Source records:
-------------------------
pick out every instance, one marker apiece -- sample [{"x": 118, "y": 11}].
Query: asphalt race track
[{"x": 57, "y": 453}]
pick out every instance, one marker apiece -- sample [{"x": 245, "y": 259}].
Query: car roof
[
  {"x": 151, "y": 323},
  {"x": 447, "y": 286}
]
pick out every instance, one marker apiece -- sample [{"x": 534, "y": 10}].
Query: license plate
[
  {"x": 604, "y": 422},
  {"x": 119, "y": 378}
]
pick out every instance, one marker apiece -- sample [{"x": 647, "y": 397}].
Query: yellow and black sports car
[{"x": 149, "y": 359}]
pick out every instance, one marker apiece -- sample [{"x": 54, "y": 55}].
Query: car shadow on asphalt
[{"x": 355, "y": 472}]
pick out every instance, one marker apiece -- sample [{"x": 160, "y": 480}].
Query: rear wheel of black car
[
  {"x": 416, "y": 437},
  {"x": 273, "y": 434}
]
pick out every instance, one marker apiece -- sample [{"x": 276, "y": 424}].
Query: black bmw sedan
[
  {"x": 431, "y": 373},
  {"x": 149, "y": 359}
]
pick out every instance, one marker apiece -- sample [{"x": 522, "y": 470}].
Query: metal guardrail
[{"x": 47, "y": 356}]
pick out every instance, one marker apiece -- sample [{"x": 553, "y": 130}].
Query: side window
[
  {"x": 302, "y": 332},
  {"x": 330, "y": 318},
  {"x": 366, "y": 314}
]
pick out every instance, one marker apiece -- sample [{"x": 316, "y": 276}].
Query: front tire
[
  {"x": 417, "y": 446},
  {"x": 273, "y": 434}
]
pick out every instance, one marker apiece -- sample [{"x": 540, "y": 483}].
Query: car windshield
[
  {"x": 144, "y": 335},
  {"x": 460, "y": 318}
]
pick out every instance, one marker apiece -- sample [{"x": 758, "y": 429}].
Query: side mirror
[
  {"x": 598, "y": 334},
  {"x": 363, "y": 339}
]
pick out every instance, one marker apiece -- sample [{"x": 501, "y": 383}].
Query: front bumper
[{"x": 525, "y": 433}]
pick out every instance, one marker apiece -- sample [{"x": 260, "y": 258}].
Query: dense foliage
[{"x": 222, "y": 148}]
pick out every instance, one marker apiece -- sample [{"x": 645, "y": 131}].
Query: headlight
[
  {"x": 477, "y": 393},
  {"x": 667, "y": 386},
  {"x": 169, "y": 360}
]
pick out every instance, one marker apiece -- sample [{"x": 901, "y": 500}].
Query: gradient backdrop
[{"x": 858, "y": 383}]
-------------------------
Pick out every line in the source records above that contains the word "side", matching case exactly, and copy each one.

_Finished answer_
Query: side window
Query: side mirror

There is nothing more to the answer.